*Text excerpt:*

* * *

# Collecting Bundestag data from Abgeordnetenwatch
> [Abgeordnetenwatch](https://www.abgeordnetenwatch.de) provides an [open API](https://www.abgeordnetenwatch.de/api) that provides info on, among other things, politicians, the politicians' votes and the different polls in parliament, including meta info.

## How to use

Run the notebook top to bottom. Given parameters control the download and transformation components.

### CLI equivalent

Download

    uv run bundestag download abgeordnetenwatch 111

transformation

    uv run bundestag transform abgeordnetenwatch 111

### Skip processing

You can run this notebook to re-do some data processing. But know you can also skip this by running

    uv run bundestag download huggingface

instead.

TODOs:
- identify why in vote json files some mandate_id values (politicians / mandates) appear multiple times (not always with the same vote result) -> affects `compile_votes_data` -> currently ignored and first of the duplicates used

In [None]:
%load_ext autoreload
%autoreload 2

In [None]:
from bundestag.data.transform.abgeordnetenwatch.transform import (
    run as transform_abgeordnetenwatch,
)
from bundestag.data.download.abgeordnetenwatch.download import (
    run as download_abgeordnetenwatch,
)

from bundestag.fine_logging import setup_logging
from bundestag.paths import get_paths
import logging
import pandas as pd

## Setup

In [None]:
logger = logging.getLogger(__name__)
setup_logging(logging.INFO)

In [None]:
paths = get_paths("../data")
paths

In [None]:
dry = False  # set `True` for testing, `False` otherwise

## Collecting polls for 2017-2021

In [None]:
legislature_id = 111
max_mandates = 999
max_polls = 999
assume_yes = True
raw_path = paths.raw_abgeordnetenwatch

In [None]:
download_abgeordnetenwatch(
    legislature_id,
    dry=dry,
    raw_path=raw_path,
    max_mandates=max_mandates,
    max_polls=max_polls,
    assume_yes=assume_yes,
)

## Transforming abgeordnetenwatch data

In [None]:
preprocessed_path = paths.preprocessed_abgeordnetenwatch

In [None]:
transform_abgeordnetenwatch(
    legislature_id,
    raw_path=raw_path,
    preprocessed_path=preprocessed_path,
    dry=dry,
    assume_yes=assume_yes,
)

In [None]:
votes = pd.read_parquet(preprocessed_path / f"votes_{legislature_id}.parquet")
votes.head()

In [None]:
mandates = pd.read_parquet(preprocessed_path / f"mandates_{legislature_id}.parquet")
mandates.head()

In [None]:
polls = pd.read_parquet(preprocessed_path / f"polls_{legislature_id}.parquet")
polls.head()

* * *

*What is needed:*
Which command-line commands does the Abgeordnetenwatch notebook give? List every one.

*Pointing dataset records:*
* * *

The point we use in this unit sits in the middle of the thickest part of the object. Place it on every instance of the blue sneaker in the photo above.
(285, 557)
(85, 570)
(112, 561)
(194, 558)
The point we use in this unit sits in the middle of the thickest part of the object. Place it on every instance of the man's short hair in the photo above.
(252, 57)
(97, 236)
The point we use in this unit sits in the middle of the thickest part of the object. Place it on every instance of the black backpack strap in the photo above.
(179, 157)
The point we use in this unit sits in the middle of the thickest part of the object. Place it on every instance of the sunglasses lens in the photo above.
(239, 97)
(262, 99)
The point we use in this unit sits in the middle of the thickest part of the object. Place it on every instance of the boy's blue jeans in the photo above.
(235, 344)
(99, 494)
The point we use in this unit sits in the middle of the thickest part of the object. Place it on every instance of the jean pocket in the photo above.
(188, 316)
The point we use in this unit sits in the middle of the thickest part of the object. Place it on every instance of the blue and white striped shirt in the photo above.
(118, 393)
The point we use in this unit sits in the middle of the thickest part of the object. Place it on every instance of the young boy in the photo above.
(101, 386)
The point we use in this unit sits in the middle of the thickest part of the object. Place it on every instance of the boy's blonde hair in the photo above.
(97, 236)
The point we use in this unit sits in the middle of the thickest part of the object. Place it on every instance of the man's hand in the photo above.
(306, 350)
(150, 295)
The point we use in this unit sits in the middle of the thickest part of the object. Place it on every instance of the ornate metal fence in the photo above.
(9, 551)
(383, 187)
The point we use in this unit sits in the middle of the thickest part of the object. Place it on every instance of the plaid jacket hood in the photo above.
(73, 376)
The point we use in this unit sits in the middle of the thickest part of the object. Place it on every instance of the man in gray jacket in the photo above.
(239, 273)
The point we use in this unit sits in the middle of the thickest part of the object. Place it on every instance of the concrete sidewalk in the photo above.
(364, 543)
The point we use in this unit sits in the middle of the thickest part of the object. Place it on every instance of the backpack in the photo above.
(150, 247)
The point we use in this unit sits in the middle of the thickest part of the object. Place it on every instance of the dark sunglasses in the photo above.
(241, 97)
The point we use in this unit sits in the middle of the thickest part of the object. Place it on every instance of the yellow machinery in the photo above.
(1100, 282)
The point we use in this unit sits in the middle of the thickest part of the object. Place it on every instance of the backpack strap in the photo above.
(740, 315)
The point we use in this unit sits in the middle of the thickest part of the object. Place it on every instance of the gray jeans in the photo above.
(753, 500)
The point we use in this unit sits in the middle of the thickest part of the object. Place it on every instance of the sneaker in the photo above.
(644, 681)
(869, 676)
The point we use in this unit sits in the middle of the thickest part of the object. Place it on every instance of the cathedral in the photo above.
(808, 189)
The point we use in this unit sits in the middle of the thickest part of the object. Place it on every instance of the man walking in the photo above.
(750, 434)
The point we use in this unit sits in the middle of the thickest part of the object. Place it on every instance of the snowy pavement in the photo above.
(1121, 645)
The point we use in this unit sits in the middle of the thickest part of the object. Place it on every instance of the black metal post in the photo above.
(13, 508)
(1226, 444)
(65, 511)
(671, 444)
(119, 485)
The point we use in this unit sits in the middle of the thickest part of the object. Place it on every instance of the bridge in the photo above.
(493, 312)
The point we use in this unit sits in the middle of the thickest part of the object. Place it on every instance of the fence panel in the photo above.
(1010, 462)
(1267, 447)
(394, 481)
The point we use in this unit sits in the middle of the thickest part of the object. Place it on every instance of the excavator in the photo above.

* * *

*Task output:*
- uv run bundestag download abgeordnetenwatch 111
- uv run bundestag transform abgeordnetenwatch 111
- uv run bundestag download huggingface